Excerpt
(begin)
Consider the following diagram of a trie that contains the words "me", "if", "in", and "it". In it we have added a new word "my".


The word "my" only required the creation of one new node, since its first letter already existed in the word "me" so that node was shared and not recreated. In general, if a string is inserted in a trie, the number of new nodes created depends on the length of the longest existing prefix in the trie. This length will be the number of nodes that will be shared/reused. The remainder of the string will require new nodes for each character. If the whole string already exists then there will be 0 new nodes whilst if the string is completely new with no existing prefix then there will be a new node for each character. Specifically, for a string of length "m" whose longest existing prefix is of length "p", the number of new nodes created will be "m - p".

The equation we need to figure out looks like the following:
expected number of nodes = (m)(expected number of strings with prefix of length 1 not found)
                           + (m-1)(expected number of strings with prefix of length 2 not found)
                           + (m-2)(expected number of strings with prefix of length 3 not found)
                           + ...
                           + (1)(expected number of strings with prefix of length m not found)

Assuming that the strings are generated using a uniform distribution (any character can appear anywhere in the string), we need to find the expected number of strings out of "n" inserted strings made from "c" possible characters that will have a non-existing prefix of length "p".

This is basically the expected number of strings being selected for the first time when "n" selections are made from among all possible "p" length strings made from "c" possible characters (there are "c^p" possible such prefixes). This is equivalent to saying that it is the expected number of non-collisions when randomly placing "n" objects in "c^p" slots.

In my previous post, I showed that the expected number of collisions when randomly placing "n" objects in "s" slots is
n - s(1 - (1 - 1/s)^n)
which means that the number of non-collisions is
n - (n - s(1 - (1 - 1/s)^n))
which simplifies to
s(1 - (1 - 1/s)^n)
which when we plug in our values becomes
(c^p)(1 - (1 - 1/(c^p))^n)

But there's a problem. The above equation tells you the expected number of non-collisions when considering "p" length prefixes. But consider the previous diagram again. If the word "he" was added, it is true that the length 2 prefix of the word ("he") does not result in a collision, but this does not mean that just 1 new node will be added. In reality, 2 new nodes will be added because it is also true that its length 1 prefix ("h") will also not result in a collision. What this means is that the equation will not give the number of strings which will not result in a collision due to their length "p" prefix only, but also due to their length "p-1" prefix, which is not what we want. To fix this, we subtract from the equation the number of non-collisions due to the shorter prefix:
expected number of strings with prefix of length p not found = (c^p)(1 - (1 - 1/(c^p))^n) - (c^(p-1))(1 - (1 - 1/(c^(p-1)))^n)
Of course this does not apply for the length 1 prefix, so we need to be careful to only apply the subtraction for prefix lengths greater than one.
(You might think that we need to subtract for each shorter prefix length, but when this was tried the result became a negative number. Perhaps some form of inclusion-exclusion principle needs to be applied. Using this equation, the result matches empirical data for many different parameters.)
(end)
(Items from a dataset)
(begin)
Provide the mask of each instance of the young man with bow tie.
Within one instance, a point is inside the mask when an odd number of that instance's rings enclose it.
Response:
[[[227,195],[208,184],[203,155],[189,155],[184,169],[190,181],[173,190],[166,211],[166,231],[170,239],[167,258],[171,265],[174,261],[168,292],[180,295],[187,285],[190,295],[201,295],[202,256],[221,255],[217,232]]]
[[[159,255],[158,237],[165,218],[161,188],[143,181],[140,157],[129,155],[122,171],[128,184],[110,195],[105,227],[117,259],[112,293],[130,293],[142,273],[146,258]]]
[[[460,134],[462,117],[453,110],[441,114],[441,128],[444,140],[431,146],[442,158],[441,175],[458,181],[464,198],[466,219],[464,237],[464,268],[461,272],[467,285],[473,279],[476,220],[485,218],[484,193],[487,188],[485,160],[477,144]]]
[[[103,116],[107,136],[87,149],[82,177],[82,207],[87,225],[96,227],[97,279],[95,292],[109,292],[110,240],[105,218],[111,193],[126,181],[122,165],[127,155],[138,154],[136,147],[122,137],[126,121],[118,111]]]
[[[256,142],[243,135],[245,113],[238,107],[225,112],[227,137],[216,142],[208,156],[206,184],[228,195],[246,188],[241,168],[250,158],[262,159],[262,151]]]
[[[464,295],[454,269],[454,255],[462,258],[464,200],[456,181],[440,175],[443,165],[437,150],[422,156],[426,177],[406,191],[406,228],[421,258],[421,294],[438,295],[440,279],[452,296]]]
(end)
What is being asked
Can you go on with the excerpt on counting new trie nodes, starting right after its last sentence?

Answer to this exercise
So, continuing from our earlier equation,
expected number of nodes = (m)((c^1)(1 - (1 - 1/(c^1))^n))
                           + (m-1)((c^2)(1 - (1 - 1/(c^2))^n) - (c^(2-1))(1 - (1 - 1/(c^(2-1)))^n))
                           + (m-2)((c^3)(1 - (1 - 1/(c^3))^n) - (c^(3-1))(1 - (1 - 1/(c^(3-1)))^n))
                           + ...
                           + (1)((c^m)(1 - (1 - 1/(c^m))^n) - (c^(m-1))(1 - (1 - 1/(c^(m-1)))^n))
= sum( c^i - c^i*((c^i-1)/c^i)^n for i in 1..m )

In Python code this becomes:
from fractions import Fraction
def exp_num_trie_nodes(n,m,c):
    return float(sum( c**i - c**i*Fraction(c**i-1,c**i)**n for i in range(1,m+1) ))

Rate of change

Here is a comparison of how the number of nodes increases depending of which variable (n,m,c) is changed:



As "n" increases, the number of nodes added starts slowing down, which makes sense since the more strings there are, the more existing prefixes can be reused. As "m" increases, the number of nodes added starts speeding up and then becomes linear, which makes sense too since longer strings are sparser and thus it would be harder to find a matching prefix which is long from among 100 strings. As "c" increases, the number of nodes added shoots up until a point where it then slows down, almost like it is logarithmic. This is because after a point it will not matter how rare the strings are since there are only 100 strings to choose from among the "c^m" possible strings. Since the length is not increasing, the same number of nodes will be used.

Size of trie

So does using a trie compress a set of strings? Keep in mind that a node takes more space than a character since it needs to point to other nodes whereas strings are arrays without pointers. We'll assume that all strings are the same length in order to reduce the number of variables. This will reduce the amount of information needed for both the set of strings and the trie (no need to include terminator flags for the strings) and the number of strings of maximum length is greater than the total number of shorter strings so it will not be a significant error in representation.

Call the number of nodes in the trie "N(n,m,c)".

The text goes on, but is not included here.